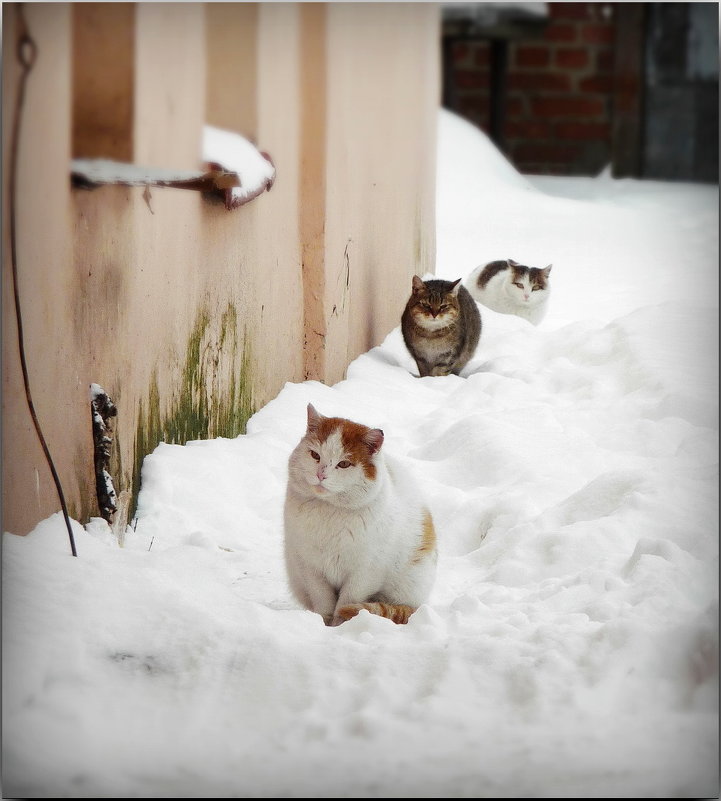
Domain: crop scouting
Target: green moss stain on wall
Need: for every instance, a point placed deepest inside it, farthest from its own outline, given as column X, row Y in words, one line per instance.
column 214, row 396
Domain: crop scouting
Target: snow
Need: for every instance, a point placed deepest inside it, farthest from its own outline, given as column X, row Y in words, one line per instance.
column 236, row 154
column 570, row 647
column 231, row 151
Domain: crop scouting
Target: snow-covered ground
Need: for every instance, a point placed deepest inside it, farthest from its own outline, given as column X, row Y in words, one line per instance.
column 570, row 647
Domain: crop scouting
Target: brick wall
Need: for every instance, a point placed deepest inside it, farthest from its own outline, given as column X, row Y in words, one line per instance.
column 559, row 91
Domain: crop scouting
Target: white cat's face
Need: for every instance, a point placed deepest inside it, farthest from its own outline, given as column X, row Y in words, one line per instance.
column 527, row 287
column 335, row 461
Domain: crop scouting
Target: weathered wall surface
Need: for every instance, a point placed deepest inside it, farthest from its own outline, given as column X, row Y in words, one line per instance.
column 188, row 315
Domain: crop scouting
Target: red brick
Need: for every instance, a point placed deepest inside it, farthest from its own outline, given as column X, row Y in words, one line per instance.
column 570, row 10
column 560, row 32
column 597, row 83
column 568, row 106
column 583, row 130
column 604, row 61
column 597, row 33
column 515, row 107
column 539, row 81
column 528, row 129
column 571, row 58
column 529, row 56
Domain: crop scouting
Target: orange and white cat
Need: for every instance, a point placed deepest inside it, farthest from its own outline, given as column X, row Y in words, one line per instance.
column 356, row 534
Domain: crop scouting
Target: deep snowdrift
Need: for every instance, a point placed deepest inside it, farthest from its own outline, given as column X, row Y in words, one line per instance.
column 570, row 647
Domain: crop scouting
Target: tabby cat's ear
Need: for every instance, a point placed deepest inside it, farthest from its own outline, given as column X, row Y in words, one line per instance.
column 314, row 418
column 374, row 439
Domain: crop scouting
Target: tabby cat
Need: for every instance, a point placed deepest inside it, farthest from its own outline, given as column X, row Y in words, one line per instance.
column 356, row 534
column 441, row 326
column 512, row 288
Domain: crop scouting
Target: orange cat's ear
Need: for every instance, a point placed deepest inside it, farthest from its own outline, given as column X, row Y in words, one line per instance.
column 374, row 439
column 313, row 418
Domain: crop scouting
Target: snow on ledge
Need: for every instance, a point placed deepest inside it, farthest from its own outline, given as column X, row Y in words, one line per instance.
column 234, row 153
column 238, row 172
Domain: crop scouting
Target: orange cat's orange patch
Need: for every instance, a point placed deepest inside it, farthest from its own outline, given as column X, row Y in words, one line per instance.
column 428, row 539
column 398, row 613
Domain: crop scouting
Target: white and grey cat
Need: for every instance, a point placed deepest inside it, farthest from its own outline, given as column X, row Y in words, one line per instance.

+-------+

What this task involves
No image belongs in the copy. Transcribe the full listing verbatim.

Answer to this exercise
Domain: crop scouting
Target: green moss stain on wall
Need: for every instance, a point placed deepest inside it, farthest from its own outline, given as column X, row Y in words, one line per instance.
column 214, row 396
Domain: crop scouting
Target: snow
Need: for every instance, a point placed deepest inside it, farthest from its own outline, given as column X, row Y in words, one line per instance.
column 236, row 154
column 570, row 647
column 231, row 151
Domain: crop scouting
Target: snow-covered ground
Need: for every instance, a point placed deepest inside it, farthest from its own outline, given as column X, row Y in words, one line per instance.
column 570, row 647
Domain: crop scouting
Target: brick wall
Need: for every instance, a point placed deepest inside it, farthest from its own outline, given as column X, row Y in words, one line per instance.
column 559, row 91
Domain: crop scouting
Target: white cat's face
Need: for every instance, a point placed deepest inside it, farthest from its own outline, given as column X, row Y in words, one line per instance.
column 527, row 287
column 335, row 461
Domain: crop scouting
Target: weathered wall surface
Need: for every instance, a point placed deepest inside it, farthest from its own outline, given as column X, row Y in words, one line per instance.
column 188, row 315
Domain: crop scouting
Target: red brick
Need: for every instance, a point placed deepest inside it, farthest from its own outline, given as column X, row Y in words, one line per instance.
column 570, row 10
column 560, row 32
column 597, row 83
column 568, row 106
column 583, row 130
column 604, row 61
column 597, row 33
column 515, row 107
column 539, row 81
column 528, row 129
column 571, row 58
column 529, row 56
Domain: crop scouting
Target: orange and white cat
Need: for every instance, a point placed deepest inside it, farthest from its own outline, given as column X, row Y in words, one line per instance.
column 356, row 534
Domain: crop scouting
Target: deep snowdrift
Need: for every instance, a point placed deepest inside it, farthest from its own outline, given as column X, row Y in words, one line per instance.
column 570, row 647
Domain: crop scouting
Target: tabby cat's ear
Need: for every instance, a point placed deepest inside it, farthest from its own outline, given as column X, row Y in words, one line per instance.
column 314, row 418
column 374, row 439
Domain: crop scouting
Target: tabby cat
Need: for every instance, a point placed deepest inside it, farthest from its own outline, given as column X, row Y in words, one line per instance.
column 356, row 534
column 441, row 326
column 512, row 288
Domain: crop scouting
Target: orange cat's ear
Need: for every instance, a point placed deepest inside it, farthest from its own outline, given as column X, row Y in words, one line per instance.
column 374, row 439
column 313, row 418
Domain: crop scouting
Target: snow on ledge
Need: for every instance, a point placed deepest inside it, farthest from its own outline, given as column X, row Y in words, one line per instance.
column 234, row 153
column 238, row 172
Domain: crop scouting
Target: orange cat's orange patch
Need: for every instance, a point placed deepest inside it, farthest from its own outline, given as column X, row Y in words, one line per instance.
column 428, row 539
column 398, row 613
Domain: crop scouting
Target: white and grey cat
Need: for every instance, a point placed deepest inside it, farthest from its own outline, given as column X, row Y in words, one line per instance.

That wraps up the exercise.